--- start Data excerpts ---

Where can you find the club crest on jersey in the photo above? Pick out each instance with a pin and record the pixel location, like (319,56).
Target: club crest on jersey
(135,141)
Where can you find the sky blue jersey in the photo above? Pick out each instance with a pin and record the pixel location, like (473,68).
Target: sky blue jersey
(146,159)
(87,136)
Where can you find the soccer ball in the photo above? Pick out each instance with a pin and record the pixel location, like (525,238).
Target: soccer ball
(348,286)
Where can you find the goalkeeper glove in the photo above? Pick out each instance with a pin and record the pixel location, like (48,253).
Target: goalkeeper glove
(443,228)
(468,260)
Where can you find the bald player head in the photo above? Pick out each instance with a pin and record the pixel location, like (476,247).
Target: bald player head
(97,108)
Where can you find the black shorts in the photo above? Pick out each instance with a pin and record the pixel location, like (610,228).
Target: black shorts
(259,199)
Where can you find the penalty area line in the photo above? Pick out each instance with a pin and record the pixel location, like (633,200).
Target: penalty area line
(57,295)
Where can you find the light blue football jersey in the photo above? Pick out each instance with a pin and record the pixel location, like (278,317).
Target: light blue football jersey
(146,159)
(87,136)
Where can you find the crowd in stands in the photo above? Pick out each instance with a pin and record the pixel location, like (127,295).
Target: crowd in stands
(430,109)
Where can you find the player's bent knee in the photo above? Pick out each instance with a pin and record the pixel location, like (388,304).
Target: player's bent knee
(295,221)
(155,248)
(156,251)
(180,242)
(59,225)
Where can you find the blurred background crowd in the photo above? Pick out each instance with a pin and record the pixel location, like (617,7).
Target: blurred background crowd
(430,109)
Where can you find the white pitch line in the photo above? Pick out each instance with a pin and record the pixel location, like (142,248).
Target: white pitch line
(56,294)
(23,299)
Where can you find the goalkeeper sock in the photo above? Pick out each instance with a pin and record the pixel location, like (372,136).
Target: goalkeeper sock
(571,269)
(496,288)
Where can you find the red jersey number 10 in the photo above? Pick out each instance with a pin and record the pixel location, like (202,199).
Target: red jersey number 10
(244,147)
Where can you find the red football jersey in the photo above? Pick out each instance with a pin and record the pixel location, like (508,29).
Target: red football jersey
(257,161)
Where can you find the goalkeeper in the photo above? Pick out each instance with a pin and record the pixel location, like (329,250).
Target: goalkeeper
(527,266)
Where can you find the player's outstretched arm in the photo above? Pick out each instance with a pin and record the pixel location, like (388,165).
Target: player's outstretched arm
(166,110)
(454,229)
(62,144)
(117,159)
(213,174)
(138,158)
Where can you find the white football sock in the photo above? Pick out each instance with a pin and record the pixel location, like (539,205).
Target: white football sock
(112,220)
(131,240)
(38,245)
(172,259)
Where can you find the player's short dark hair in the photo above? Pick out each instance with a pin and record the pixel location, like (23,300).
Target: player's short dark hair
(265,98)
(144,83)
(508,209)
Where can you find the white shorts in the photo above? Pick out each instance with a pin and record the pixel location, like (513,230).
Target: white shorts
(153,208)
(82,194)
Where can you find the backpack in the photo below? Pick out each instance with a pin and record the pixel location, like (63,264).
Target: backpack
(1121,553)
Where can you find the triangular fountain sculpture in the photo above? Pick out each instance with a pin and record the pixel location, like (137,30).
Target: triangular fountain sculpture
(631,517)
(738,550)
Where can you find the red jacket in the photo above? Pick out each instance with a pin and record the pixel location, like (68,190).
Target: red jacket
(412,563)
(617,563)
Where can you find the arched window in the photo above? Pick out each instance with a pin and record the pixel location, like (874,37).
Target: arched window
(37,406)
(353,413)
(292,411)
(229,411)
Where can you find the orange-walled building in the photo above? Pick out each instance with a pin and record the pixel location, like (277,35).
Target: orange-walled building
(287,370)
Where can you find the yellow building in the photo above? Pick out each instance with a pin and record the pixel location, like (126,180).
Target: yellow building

--- end Data excerpts ---

Format all the rows above as a JSON list of strings, one string per line, with blank lines left out.

● **Output for this task**
[
  "Where can you find the club crest on jersey in the photo above? Pick out each instance with a pin and record the pixel location, like (319,56).",
  "Target: club crest on jersey",
  "(135,141)",
  "Where can you find the sky blue jersey in the photo above? Pick out each instance with a pin and record the pixel location, like (473,68).",
  "Target: sky blue jersey",
  "(146,159)",
  "(87,136)",
  "Where can you find the soccer ball in the photo above? Pick out each instance with a pin and record the pixel location, like (525,238).",
  "Target: soccer ball",
  "(348,286)",
  "Where can you find the goalkeeper glove in the photo above? Pick out each instance with a pin and record the pixel location, like (48,253).",
  "Target: goalkeeper glove",
  "(443,228)",
  "(468,260)",
  "Where can you find the bald player head in the photo above? Pick out each instance with a pin and record the pixel location, like (476,247).",
  "Target: bald player head",
  "(97,108)",
  "Where can you find the black shorts in the photo above? Pick out each instance with a pin and record the pixel location, like (610,228).",
  "Target: black shorts",
  "(259,199)",
  "Where can you find the penalty area line in the photo above? Pick out each instance with a pin and record the pixel location, like (633,200).",
  "Target: penalty area line",
  "(57,295)",
  "Where can you find the light blue football jersey in the photo above? Pick out each instance with a pin and record the pixel location, like (278,317).",
  "Target: light blue football jersey",
  "(146,159)",
  "(87,136)",
  "Where can you find the crowd in stands in the photo above? Pick out each instance with a pin and record the pixel location, like (127,295).",
  "Target: crowd in stands",
  "(430,109)",
  "Where can you find the player's bent knee in the photo above? Pick out each instance with a pin and record the pixel location, like (388,304).",
  "Target: player's bent knee",
  "(295,221)",
  "(155,248)",
  "(156,251)",
  "(180,242)",
  "(59,225)",
  "Where can you find the blurred background crowd in the photo above? Pick out each instance with a pin and record the pixel location, like (617,7).",
  "Target: blurred background crowd",
  "(430,109)",
  "Where can you find the white pitch line in the photo above? Pick out each instance with a pin and record the pixel location, like (142,248).",
  "Target: white pitch line",
  "(56,294)",
  "(23,299)",
  "Where can you find the goalkeeper sock in the photo above? Pick out each instance with a pin and record the pixel location, like (372,136).",
  "Target: goalkeeper sock",
  "(571,269)",
  "(496,288)",
  "Where can you find the red jersey number 10 in the photo above? Pick out each instance with a pin and record the pixel location, like (202,199).",
  "Target: red jersey number 10",
  "(244,147)",
  "Where can you find the red football jersey in the photo above? Pick out each instance with a pin and record the pixel location, like (508,29).",
  "Target: red football jersey",
  "(257,161)",
  "Where can you find the goalkeeper in the photo above? Pick out each instance with a pin and record the pixel location, like (329,250).",
  "Target: goalkeeper",
  "(527,266)",
  "Where can you find the player's outstretched arm in the photo above? Pick out each instance with a pin and record the pixel location, like (388,165).",
  "Target: player's outstretched arm",
  "(166,110)",
  "(454,229)",
  "(62,144)",
  "(117,159)",
  "(213,174)",
  "(138,158)",
  "Where can you find the white football sock in the photo above? Pick out each instance with a pin and record the pixel location, like (539,205).",
  "Target: white football sock",
  "(112,220)",
  "(131,240)",
  "(38,245)",
  "(172,259)",
  "Where can you find the player's short dark hair in the photo above? Pick out each instance with a pin and record the pixel location, like (23,300).",
  "Target: player's short dark hair",
  "(265,98)",
  "(144,83)",
  "(508,209)",
  "Where can you find the white shorts in the photo above? Pick out each instance with a pin and record the pixel location, like (513,230).",
  "Target: white shorts",
  "(153,208)",
  "(82,194)",
  "Where can you find the backpack in the photo below? Pick out each instance with a pin and record the pixel location, like (63,264).",
  "Target: backpack",
  "(1121,553)",
  "Where can you find the triangular fountain sculpture in the photo above? Pick out each instance with a pin and record the pixel location, like (137,30).",
  "Target: triangular fountain sculpture",
  "(631,517)",
  "(738,550)",
  "Where can you find the red jacket in the photo above? Pick out each instance with a pin and record the pixel location, like (68,190).",
  "Target: red jacket",
  "(412,563)",
  "(617,563)",
  "Where can you find the arched window in the photo above? Pick out each instance with a pin and record the pixel location, like (874,37).",
  "Target: arched window",
  "(37,406)",
  "(353,413)",
  "(292,411)",
  "(229,411)",
  "Where can you find the orange-walled building in the photo above? Pick out each instance with a pin and record the pixel location, like (277,35).",
  "Target: orange-walled building",
  "(287,370)",
  "Where can you find the yellow building in the photo above? Pick out each instance with a pin and record the pixel location, like (126,180).",
  "Target: yellow building"
]